Problem to work on:
Restate, word for word, each record that follows.

Information provided:
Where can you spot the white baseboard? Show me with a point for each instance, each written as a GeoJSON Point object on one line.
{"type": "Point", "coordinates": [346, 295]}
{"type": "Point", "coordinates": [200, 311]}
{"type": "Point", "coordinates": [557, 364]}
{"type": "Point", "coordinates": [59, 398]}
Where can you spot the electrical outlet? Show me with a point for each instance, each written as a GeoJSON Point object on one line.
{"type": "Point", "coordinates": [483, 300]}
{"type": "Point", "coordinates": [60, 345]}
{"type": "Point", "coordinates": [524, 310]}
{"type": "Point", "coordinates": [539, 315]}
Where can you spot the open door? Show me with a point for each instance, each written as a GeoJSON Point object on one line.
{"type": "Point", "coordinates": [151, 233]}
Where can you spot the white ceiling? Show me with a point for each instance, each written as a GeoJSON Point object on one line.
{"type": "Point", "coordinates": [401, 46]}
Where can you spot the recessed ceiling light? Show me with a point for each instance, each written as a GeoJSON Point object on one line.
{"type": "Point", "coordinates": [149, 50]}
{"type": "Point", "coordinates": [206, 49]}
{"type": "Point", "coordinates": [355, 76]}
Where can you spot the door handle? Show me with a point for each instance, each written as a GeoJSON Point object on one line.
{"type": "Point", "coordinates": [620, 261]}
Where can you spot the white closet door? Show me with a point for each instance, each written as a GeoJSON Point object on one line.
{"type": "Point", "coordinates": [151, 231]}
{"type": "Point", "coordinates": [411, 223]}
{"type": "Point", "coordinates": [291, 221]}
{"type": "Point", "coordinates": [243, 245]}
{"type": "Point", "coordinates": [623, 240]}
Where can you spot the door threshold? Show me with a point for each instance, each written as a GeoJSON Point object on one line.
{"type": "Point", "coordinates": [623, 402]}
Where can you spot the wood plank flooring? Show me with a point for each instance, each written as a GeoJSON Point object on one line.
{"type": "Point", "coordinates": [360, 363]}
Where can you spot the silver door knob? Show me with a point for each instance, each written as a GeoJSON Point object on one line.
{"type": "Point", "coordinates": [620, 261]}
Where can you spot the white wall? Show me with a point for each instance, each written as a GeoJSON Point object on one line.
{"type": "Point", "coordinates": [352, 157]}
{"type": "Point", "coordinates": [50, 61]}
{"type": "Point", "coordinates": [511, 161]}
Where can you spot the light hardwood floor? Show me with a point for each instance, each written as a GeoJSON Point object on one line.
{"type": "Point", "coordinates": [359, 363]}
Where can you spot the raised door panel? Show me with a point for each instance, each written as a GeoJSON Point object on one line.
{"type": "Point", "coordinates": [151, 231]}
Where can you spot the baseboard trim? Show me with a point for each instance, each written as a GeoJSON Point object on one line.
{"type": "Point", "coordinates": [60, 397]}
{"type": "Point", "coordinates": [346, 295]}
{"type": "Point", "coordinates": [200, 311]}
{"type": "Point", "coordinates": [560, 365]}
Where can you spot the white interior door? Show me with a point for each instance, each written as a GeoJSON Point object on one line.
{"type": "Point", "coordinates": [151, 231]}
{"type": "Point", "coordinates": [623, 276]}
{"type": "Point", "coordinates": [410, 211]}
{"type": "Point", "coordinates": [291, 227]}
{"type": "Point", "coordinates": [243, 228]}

Answer box:
Where can you spot the white baseboard? Show me with a point for each instance, each written as a GeoJSON Point object on one line.
{"type": "Point", "coordinates": [346, 295]}
{"type": "Point", "coordinates": [200, 311]}
{"type": "Point", "coordinates": [557, 364]}
{"type": "Point", "coordinates": [59, 398]}
Where can you spot the electrical outlet? Show me with a point for each instance, each written as a GeoJSON Point object on one line.
{"type": "Point", "coordinates": [483, 300]}
{"type": "Point", "coordinates": [60, 345]}
{"type": "Point", "coordinates": [524, 310]}
{"type": "Point", "coordinates": [539, 315]}
Where can you spot the open door? Show me with a point for each instance, each written as a GeoJSON Point object on one line.
{"type": "Point", "coordinates": [151, 233]}
Where can you spot the white ceiling? Show me with a point for each instance, each written as a GeoJSON Point object on one line.
{"type": "Point", "coordinates": [401, 46]}
Where can you spot the recessed ceiling light? Show me with a point for each instance, each written as a GeoJSON Point object on one line.
{"type": "Point", "coordinates": [149, 50]}
{"type": "Point", "coordinates": [206, 49]}
{"type": "Point", "coordinates": [355, 76]}
Where can you spot the door handle? Show me with a point for each instance, each written as a GeoJSON Point object on one line.
{"type": "Point", "coordinates": [620, 261]}
Where can you spot the white closet door? Show me with a point for each instance, each written as a GeoJSON Point object on one line.
{"type": "Point", "coordinates": [151, 231]}
{"type": "Point", "coordinates": [411, 223]}
{"type": "Point", "coordinates": [291, 221]}
{"type": "Point", "coordinates": [243, 245]}
{"type": "Point", "coordinates": [623, 240]}
Where can you spot the door threshold? Show me with a point for each instance, each written as a GeoJSON Point object on one line.
{"type": "Point", "coordinates": [623, 402]}
Where can you spot the wood plank flooring? Show me with a point for each instance, each written as a GeoJSON Point object on one line.
{"type": "Point", "coordinates": [360, 363]}
Where can you spot the silver door knob? Show me with a point for each instance, each written as a GeoJSON Point object on one line.
{"type": "Point", "coordinates": [620, 261]}
Where can you spot the white wall? Show me with a point for each instance, each written as a GeoJSON Point object on one line.
{"type": "Point", "coordinates": [352, 157]}
{"type": "Point", "coordinates": [50, 61]}
{"type": "Point", "coordinates": [511, 161]}
Where can you spot the light hardwood floor? Show me with a point for each instance, each written as a GeoJSON Point object on one line.
{"type": "Point", "coordinates": [359, 363]}
Where can you spot the raised door panel? Show me with a point for each instance, each written as a GeoJSON Point object on one line.
{"type": "Point", "coordinates": [151, 231]}
Where can you spot the baseboard trim? Show me with a point for each instance, each written as a GeoJSON Point object on one line.
{"type": "Point", "coordinates": [60, 397]}
{"type": "Point", "coordinates": [346, 295]}
{"type": "Point", "coordinates": [200, 311]}
{"type": "Point", "coordinates": [560, 365]}
Where can you spot the white interior door? Show me with a point for each instance, each written as a GeoJSON Point object on one line.
{"type": "Point", "coordinates": [151, 231]}
{"type": "Point", "coordinates": [623, 276]}
{"type": "Point", "coordinates": [410, 211]}
{"type": "Point", "coordinates": [291, 227]}
{"type": "Point", "coordinates": [243, 228]}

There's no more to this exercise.